▶ EXERCISE:
Count the lines of the records below that contain the string "slice" with matching case, and give only the number.
· · · · ·
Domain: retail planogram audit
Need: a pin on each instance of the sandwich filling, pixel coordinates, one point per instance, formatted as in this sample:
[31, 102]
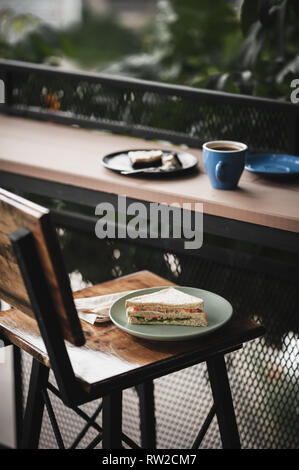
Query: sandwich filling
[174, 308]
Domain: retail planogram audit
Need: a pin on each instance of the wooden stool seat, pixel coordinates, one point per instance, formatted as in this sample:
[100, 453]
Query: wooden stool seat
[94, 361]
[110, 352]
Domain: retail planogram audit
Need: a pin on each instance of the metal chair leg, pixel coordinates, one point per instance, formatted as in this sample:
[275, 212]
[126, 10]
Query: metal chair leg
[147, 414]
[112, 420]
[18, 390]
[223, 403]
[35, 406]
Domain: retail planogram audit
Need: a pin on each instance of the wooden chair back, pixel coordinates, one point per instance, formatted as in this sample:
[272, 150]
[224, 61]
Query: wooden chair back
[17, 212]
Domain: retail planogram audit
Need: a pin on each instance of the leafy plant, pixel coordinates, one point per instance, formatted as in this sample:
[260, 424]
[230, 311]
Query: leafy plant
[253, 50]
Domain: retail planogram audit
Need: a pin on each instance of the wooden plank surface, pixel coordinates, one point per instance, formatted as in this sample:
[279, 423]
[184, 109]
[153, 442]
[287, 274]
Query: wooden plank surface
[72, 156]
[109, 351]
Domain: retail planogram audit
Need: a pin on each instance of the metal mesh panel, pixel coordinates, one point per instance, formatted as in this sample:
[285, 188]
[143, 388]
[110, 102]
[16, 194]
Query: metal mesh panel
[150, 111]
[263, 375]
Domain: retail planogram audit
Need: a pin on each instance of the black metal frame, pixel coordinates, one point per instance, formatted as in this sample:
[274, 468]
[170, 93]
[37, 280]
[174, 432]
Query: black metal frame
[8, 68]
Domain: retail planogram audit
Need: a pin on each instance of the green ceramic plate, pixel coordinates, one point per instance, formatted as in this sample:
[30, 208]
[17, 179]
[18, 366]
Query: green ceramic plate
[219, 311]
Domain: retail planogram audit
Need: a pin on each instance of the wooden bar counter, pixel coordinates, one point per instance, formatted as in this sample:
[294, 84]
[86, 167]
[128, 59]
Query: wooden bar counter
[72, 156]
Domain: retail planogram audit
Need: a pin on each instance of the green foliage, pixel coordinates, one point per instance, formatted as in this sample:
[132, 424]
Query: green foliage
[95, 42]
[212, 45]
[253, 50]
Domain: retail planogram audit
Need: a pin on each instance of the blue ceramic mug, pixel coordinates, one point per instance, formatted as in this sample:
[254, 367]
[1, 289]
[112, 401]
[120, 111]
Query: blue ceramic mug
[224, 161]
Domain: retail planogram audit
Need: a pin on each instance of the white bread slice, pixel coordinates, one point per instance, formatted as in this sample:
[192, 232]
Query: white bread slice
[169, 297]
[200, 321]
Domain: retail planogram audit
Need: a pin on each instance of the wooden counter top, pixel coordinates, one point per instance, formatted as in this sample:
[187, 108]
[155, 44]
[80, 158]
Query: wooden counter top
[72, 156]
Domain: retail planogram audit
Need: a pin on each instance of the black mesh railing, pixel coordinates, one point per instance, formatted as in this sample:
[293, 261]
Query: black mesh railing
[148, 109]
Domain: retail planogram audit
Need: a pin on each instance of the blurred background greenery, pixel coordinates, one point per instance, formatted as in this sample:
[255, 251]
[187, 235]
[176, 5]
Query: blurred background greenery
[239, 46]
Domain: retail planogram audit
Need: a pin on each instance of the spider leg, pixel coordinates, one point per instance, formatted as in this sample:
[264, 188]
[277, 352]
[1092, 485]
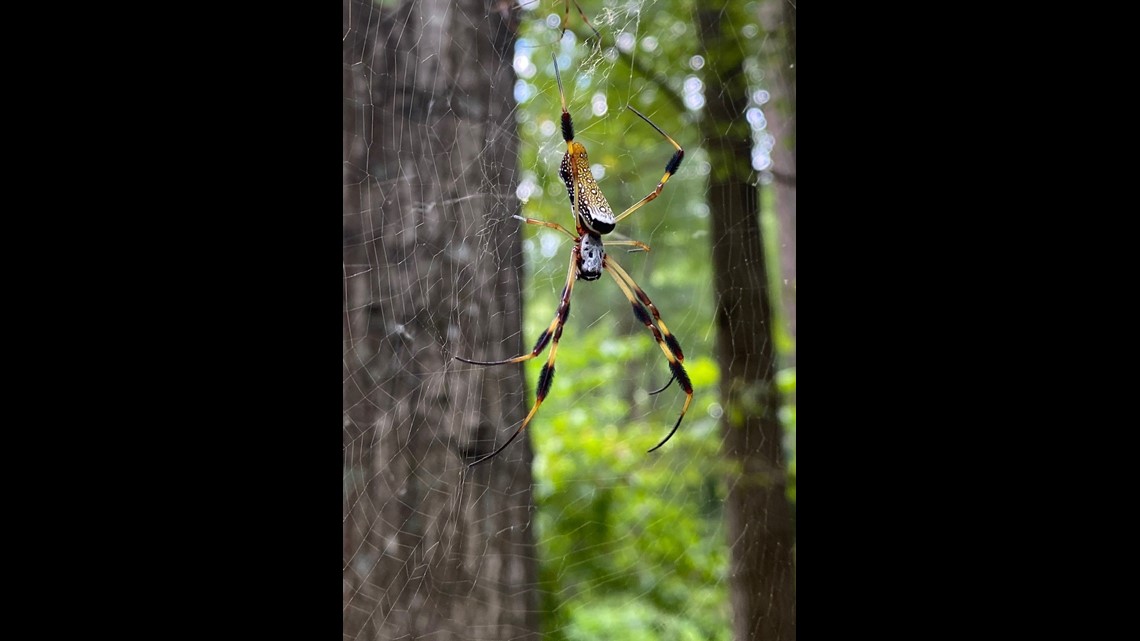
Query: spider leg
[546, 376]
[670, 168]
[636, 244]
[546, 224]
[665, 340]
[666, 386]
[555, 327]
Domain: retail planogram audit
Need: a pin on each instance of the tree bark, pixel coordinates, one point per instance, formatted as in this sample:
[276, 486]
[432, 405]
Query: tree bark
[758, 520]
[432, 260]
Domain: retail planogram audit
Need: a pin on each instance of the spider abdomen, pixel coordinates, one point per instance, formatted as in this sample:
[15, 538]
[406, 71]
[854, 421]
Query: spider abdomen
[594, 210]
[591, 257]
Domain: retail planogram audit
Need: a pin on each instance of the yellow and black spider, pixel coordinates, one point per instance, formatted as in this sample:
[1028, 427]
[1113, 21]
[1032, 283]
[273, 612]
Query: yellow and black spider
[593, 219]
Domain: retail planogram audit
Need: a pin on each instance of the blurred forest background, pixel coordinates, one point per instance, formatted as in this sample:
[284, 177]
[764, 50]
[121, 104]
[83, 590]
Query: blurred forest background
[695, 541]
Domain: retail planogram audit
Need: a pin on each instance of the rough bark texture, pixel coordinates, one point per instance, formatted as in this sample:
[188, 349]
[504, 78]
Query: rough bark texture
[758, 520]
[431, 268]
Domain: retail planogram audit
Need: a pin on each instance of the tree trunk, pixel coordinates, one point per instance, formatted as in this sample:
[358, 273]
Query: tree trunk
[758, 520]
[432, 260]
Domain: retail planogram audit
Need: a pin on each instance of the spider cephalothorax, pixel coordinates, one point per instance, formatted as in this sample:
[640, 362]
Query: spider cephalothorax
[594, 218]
· · · · ·
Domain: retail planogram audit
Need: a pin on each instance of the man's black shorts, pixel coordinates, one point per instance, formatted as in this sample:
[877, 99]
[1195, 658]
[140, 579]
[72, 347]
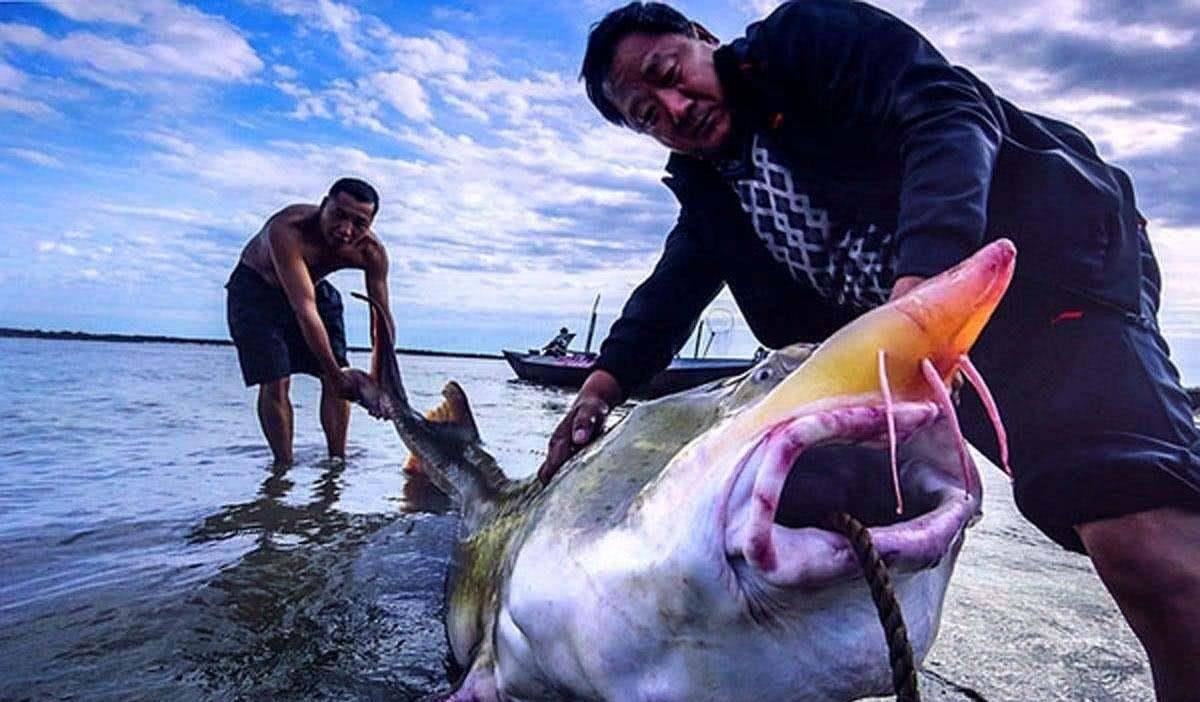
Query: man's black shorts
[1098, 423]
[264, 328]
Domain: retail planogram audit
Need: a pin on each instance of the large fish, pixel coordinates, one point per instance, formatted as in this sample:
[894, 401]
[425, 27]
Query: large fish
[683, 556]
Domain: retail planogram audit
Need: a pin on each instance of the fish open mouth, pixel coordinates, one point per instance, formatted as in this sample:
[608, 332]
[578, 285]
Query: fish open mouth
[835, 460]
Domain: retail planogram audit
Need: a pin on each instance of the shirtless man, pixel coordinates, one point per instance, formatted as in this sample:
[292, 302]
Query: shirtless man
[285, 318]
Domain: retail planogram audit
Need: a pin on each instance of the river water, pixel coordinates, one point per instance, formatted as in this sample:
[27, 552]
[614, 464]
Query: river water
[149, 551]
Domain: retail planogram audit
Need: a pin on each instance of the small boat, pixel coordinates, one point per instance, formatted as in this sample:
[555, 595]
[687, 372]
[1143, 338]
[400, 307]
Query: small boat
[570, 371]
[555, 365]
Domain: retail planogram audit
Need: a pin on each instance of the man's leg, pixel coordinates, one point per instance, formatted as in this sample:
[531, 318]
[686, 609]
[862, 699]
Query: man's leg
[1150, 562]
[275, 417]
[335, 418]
· · · · ·
▶ COMPLETE ANSWER:
2